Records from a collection
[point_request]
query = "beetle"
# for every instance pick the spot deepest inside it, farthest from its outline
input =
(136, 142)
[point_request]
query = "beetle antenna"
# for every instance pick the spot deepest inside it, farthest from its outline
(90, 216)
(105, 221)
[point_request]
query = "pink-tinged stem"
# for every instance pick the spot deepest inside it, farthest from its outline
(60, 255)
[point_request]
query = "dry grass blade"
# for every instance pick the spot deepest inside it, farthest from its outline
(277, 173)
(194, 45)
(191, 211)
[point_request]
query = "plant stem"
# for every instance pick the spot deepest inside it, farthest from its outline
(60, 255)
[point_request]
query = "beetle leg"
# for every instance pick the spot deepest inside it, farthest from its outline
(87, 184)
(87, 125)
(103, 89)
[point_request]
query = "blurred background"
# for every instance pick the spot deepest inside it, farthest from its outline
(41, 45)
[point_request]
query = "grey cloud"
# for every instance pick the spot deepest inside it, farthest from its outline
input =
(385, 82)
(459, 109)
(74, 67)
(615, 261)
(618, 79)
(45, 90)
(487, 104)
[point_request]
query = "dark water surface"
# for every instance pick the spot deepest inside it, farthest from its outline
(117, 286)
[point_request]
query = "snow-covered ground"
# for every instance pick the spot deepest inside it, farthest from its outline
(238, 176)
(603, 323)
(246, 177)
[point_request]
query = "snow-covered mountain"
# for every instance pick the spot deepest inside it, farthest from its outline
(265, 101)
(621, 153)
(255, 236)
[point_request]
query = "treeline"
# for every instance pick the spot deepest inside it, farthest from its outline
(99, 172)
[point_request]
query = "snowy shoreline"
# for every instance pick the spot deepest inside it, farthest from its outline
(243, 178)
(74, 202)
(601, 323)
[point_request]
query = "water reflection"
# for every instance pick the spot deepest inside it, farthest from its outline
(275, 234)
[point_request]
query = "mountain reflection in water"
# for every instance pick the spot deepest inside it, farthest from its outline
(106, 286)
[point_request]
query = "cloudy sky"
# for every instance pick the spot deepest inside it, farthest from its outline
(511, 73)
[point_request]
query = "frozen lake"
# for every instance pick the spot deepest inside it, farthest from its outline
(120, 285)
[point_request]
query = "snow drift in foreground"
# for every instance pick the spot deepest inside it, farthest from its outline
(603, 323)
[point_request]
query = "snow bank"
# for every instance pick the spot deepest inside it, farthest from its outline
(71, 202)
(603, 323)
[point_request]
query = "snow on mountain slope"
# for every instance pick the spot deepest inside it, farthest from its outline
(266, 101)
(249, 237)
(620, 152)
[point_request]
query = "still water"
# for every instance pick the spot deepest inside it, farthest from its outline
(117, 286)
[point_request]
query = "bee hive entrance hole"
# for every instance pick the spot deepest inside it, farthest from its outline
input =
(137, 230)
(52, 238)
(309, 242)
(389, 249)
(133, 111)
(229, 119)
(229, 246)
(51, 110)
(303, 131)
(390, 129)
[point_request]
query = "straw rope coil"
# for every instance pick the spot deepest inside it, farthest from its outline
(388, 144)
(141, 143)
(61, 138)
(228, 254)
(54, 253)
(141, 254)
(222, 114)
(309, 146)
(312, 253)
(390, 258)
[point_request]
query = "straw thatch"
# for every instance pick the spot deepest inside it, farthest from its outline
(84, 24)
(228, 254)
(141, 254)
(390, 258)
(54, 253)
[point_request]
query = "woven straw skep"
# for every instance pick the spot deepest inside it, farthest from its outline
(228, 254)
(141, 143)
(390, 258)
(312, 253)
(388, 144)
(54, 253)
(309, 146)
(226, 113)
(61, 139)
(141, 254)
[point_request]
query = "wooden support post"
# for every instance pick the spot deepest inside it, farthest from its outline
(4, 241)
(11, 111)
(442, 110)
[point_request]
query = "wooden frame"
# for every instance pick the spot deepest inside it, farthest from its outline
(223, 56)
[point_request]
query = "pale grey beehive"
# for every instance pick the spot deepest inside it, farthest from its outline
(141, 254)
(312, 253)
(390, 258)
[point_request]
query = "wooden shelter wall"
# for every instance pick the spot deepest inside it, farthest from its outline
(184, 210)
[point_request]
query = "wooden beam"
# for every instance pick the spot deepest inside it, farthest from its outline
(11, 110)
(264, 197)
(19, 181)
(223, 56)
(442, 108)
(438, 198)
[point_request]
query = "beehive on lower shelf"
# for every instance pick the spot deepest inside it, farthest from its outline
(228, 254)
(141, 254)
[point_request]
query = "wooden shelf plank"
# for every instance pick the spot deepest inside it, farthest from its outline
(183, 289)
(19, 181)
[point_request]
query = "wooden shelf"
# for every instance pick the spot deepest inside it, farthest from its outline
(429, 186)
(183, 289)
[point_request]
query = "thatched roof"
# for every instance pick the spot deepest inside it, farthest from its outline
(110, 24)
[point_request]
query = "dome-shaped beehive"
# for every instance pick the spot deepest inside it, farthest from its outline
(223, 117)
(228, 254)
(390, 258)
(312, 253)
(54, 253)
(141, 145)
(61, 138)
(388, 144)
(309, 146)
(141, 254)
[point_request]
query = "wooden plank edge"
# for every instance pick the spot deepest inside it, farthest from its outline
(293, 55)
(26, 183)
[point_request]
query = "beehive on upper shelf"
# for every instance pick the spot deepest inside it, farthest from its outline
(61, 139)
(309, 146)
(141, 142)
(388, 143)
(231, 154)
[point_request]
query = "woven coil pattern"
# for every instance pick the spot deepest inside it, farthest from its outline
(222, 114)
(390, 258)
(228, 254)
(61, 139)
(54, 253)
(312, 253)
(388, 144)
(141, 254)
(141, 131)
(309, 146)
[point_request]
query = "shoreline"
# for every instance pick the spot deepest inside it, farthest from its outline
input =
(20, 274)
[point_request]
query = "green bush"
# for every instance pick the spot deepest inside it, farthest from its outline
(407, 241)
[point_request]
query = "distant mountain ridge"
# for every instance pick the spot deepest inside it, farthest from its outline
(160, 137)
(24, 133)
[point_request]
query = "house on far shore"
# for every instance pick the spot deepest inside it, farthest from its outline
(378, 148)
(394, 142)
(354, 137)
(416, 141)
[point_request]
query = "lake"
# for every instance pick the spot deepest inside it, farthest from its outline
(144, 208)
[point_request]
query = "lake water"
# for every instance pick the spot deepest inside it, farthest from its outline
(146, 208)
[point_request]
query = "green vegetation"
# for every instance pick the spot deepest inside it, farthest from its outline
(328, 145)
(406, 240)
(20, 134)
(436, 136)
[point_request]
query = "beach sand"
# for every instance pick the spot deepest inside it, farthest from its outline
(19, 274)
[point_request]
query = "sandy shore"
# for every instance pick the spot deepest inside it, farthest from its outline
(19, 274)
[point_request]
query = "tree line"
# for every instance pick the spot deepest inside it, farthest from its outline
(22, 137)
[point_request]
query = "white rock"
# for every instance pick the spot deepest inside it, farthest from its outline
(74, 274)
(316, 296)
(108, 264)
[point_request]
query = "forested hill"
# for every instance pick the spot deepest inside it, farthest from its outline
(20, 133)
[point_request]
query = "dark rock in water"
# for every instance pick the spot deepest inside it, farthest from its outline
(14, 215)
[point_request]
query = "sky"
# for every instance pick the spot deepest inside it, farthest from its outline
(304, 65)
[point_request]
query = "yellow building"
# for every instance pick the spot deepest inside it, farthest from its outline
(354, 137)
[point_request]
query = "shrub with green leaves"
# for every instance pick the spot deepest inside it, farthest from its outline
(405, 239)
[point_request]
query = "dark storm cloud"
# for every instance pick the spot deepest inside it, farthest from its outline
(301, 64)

§ **Action item**:
Where in the records does the string "reflection" appear? Copy every line that has it.

§ **Written answer**:
query = "water reflection"
query = "mountain reflection in water"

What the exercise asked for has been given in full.